Exercise material:
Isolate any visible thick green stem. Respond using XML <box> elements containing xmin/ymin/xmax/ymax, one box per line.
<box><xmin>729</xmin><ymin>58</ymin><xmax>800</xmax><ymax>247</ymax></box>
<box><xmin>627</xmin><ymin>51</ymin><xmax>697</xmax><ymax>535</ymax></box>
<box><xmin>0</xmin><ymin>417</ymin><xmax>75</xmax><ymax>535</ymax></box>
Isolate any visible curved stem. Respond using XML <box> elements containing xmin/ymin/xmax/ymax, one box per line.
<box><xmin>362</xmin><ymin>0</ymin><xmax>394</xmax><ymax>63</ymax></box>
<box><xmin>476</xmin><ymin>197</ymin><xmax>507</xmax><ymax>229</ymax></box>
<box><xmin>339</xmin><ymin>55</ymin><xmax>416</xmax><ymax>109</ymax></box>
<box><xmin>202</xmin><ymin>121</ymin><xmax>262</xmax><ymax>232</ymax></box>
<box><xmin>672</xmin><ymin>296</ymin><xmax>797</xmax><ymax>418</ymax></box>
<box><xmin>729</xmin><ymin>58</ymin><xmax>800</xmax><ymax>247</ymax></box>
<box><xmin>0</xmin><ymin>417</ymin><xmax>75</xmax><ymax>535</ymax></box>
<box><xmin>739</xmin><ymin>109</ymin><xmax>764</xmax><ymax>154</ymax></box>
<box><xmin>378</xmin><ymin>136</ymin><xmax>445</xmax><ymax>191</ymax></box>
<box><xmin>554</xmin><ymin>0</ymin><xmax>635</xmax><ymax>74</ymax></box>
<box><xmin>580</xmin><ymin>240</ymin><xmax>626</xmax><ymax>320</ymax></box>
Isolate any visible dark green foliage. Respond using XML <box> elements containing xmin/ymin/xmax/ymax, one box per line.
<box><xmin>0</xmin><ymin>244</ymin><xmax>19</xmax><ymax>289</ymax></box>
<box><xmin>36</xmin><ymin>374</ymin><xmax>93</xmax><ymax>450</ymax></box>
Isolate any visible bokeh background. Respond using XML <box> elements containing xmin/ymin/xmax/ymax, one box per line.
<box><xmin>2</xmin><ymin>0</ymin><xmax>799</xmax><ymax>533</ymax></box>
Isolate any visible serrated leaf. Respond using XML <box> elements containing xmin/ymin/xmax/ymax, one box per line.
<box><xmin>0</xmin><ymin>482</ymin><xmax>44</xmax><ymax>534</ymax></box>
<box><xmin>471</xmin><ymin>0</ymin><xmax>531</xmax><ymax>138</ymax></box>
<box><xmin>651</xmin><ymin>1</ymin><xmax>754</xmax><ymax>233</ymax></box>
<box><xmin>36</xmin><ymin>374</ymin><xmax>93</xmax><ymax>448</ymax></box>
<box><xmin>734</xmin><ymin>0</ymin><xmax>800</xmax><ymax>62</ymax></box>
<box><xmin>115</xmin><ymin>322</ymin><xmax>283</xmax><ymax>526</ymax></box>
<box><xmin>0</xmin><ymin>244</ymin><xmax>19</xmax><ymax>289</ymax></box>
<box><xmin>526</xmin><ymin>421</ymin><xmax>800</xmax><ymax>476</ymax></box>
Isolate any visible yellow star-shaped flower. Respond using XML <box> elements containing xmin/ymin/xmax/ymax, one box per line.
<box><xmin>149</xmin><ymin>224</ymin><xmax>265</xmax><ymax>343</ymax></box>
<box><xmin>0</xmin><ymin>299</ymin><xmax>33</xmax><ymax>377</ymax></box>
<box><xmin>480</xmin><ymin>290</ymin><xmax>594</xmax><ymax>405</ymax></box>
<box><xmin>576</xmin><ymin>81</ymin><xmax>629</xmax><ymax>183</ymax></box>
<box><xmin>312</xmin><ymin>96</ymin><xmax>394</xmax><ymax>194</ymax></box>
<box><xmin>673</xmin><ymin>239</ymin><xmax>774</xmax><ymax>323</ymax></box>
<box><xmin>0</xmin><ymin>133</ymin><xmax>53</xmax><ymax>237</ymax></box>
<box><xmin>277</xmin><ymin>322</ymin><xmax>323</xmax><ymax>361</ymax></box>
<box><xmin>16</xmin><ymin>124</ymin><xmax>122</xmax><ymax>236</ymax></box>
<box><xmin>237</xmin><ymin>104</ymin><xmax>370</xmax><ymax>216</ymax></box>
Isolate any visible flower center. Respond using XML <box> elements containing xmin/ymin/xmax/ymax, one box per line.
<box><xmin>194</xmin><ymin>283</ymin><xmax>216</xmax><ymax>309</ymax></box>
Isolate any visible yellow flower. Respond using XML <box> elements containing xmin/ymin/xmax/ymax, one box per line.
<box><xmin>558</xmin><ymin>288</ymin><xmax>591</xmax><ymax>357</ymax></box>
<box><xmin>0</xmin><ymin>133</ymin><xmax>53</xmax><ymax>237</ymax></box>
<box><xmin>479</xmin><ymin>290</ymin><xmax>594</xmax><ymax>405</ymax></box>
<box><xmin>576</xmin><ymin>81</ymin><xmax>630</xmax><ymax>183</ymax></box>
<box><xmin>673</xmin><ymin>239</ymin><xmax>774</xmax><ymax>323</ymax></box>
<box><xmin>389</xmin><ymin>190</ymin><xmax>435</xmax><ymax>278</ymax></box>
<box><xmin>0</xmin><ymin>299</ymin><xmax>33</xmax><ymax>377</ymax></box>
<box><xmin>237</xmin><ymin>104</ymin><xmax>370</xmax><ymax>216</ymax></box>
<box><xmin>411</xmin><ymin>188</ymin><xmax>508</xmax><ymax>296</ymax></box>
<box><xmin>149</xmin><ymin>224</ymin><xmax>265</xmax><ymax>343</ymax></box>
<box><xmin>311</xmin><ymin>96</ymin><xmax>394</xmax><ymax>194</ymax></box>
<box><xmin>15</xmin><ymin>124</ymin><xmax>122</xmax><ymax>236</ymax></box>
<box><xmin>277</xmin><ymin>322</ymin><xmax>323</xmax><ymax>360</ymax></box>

Required work: All of the material must appear again, exactly as given.

Answer:
Isolate any visible thick green stem. Respond using XML <box> elements containing xmin/ymin/xmax/ymax, one box per line.
<box><xmin>729</xmin><ymin>58</ymin><xmax>800</xmax><ymax>247</ymax></box>
<box><xmin>627</xmin><ymin>51</ymin><xmax>697</xmax><ymax>535</ymax></box>
<box><xmin>0</xmin><ymin>417</ymin><xmax>75</xmax><ymax>535</ymax></box>
Isolate any visible curved stem. Respond using XML <box> elements containing xmin/ymin/xmax/ymax, one box per line.
<box><xmin>362</xmin><ymin>0</ymin><xmax>394</xmax><ymax>63</ymax></box>
<box><xmin>476</xmin><ymin>197</ymin><xmax>507</xmax><ymax>229</ymax></box>
<box><xmin>339</xmin><ymin>55</ymin><xmax>416</xmax><ymax>109</ymax></box>
<box><xmin>202</xmin><ymin>121</ymin><xmax>262</xmax><ymax>232</ymax></box>
<box><xmin>672</xmin><ymin>296</ymin><xmax>797</xmax><ymax>418</ymax></box>
<box><xmin>729</xmin><ymin>58</ymin><xmax>800</xmax><ymax>247</ymax></box>
<box><xmin>0</xmin><ymin>417</ymin><xmax>75</xmax><ymax>535</ymax></box>
<box><xmin>739</xmin><ymin>109</ymin><xmax>764</xmax><ymax>154</ymax></box>
<box><xmin>378</xmin><ymin>136</ymin><xmax>445</xmax><ymax>191</ymax></box>
<box><xmin>554</xmin><ymin>0</ymin><xmax>635</xmax><ymax>74</ymax></box>
<box><xmin>580</xmin><ymin>240</ymin><xmax>626</xmax><ymax>320</ymax></box>
Isolate any visible dark green foliage. Respond using XML <box> elements containing xmin/ymin/xmax/ymax, one box per line.
<box><xmin>0</xmin><ymin>244</ymin><xmax>19</xmax><ymax>289</ymax></box>
<box><xmin>36</xmin><ymin>374</ymin><xmax>93</xmax><ymax>450</ymax></box>
Isolate any visible bokeh background. Respond using XML <box> elements containing xmin/ymin/xmax/ymax, one box per line.
<box><xmin>2</xmin><ymin>0</ymin><xmax>799</xmax><ymax>533</ymax></box>
Isolate any visible serrated leaf. Respond using XML <box> elements containing xmin/ymin/xmax/ymax, one box per line.
<box><xmin>0</xmin><ymin>482</ymin><xmax>44</xmax><ymax>534</ymax></box>
<box><xmin>471</xmin><ymin>0</ymin><xmax>531</xmax><ymax>138</ymax></box>
<box><xmin>651</xmin><ymin>1</ymin><xmax>754</xmax><ymax>233</ymax></box>
<box><xmin>36</xmin><ymin>374</ymin><xmax>93</xmax><ymax>448</ymax></box>
<box><xmin>734</xmin><ymin>0</ymin><xmax>800</xmax><ymax>62</ymax></box>
<box><xmin>115</xmin><ymin>322</ymin><xmax>283</xmax><ymax>526</ymax></box>
<box><xmin>0</xmin><ymin>244</ymin><xmax>19</xmax><ymax>289</ymax></box>
<box><xmin>526</xmin><ymin>421</ymin><xmax>800</xmax><ymax>476</ymax></box>
Isolate any visible yellow star-shaped flower. Respond using XML <box> elements containing xmin/ymin/xmax/ymax, one box per line.
<box><xmin>149</xmin><ymin>224</ymin><xmax>265</xmax><ymax>343</ymax></box>
<box><xmin>0</xmin><ymin>299</ymin><xmax>33</xmax><ymax>377</ymax></box>
<box><xmin>480</xmin><ymin>290</ymin><xmax>594</xmax><ymax>405</ymax></box>
<box><xmin>576</xmin><ymin>81</ymin><xmax>629</xmax><ymax>183</ymax></box>
<box><xmin>312</xmin><ymin>96</ymin><xmax>394</xmax><ymax>194</ymax></box>
<box><xmin>673</xmin><ymin>239</ymin><xmax>774</xmax><ymax>323</ymax></box>
<box><xmin>0</xmin><ymin>133</ymin><xmax>53</xmax><ymax>237</ymax></box>
<box><xmin>277</xmin><ymin>322</ymin><xmax>323</xmax><ymax>361</ymax></box>
<box><xmin>16</xmin><ymin>124</ymin><xmax>122</xmax><ymax>236</ymax></box>
<box><xmin>237</xmin><ymin>104</ymin><xmax>370</xmax><ymax>216</ymax></box>
Isolate any visible flower center. Respond using XML <box> elements containing xmin/ymin/xmax/ymax, one box per line.
<box><xmin>194</xmin><ymin>283</ymin><xmax>216</xmax><ymax>309</ymax></box>
Isolate any visible yellow flower. Respond using XML <box> elements containing xmin/ymin/xmax/ymax, one box per line.
<box><xmin>558</xmin><ymin>288</ymin><xmax>591</xmax><ymax>357</ymax></box>
<box><xmin>0</xmin><ymin>133</ymin><xmax>53</xmax><ymax>237</ymax></box>
<box><xmin>479</xmin><ymin>290</ymin><xmax>594</xmax><ymax>405</ymax></box>
<box><xmin>576</xmin><ymin>81</ymin><xmax>630</xmax><ymax>183</ymax></box>
<box><xmin>673</xmin><ymin>239</ymin><xmax>774</xmax><ymax>323</ymax></box>
<box><xmin>389</xmin><ymin>190</ymin><xmax>435</xmax><ymax>278</ymax></box>
<box><xmin>0</xmin><ymin>299</ymin><xmax>33</xmax><ymax>377</ymax></box>
<box><xmin>237</xmin><ymin>104</ymin><xmax>370</xmax><ymax>216</ymax></box>
<box><xmin>411</xmin><ymin>188</ymin><xmax>508</xmax><ymax>296</ymax></box>
<box><xmin>149</xmin><ymin>224</ymin><xmax>265</xmax><ymax>343</ymax></box>
<box><xmin>311</xmin><ymin>96</ymin><xmax>394</xmax><ymax>194</ymax></box>
<box><xmin>15</xmin><ymin>124</ymin><xmax>122</xmax><ymax>236</ymax></box>
<box><xmin>277</xmin><ymin>322</ymin><xmax>323</xmax><ymax>360</ymax></box>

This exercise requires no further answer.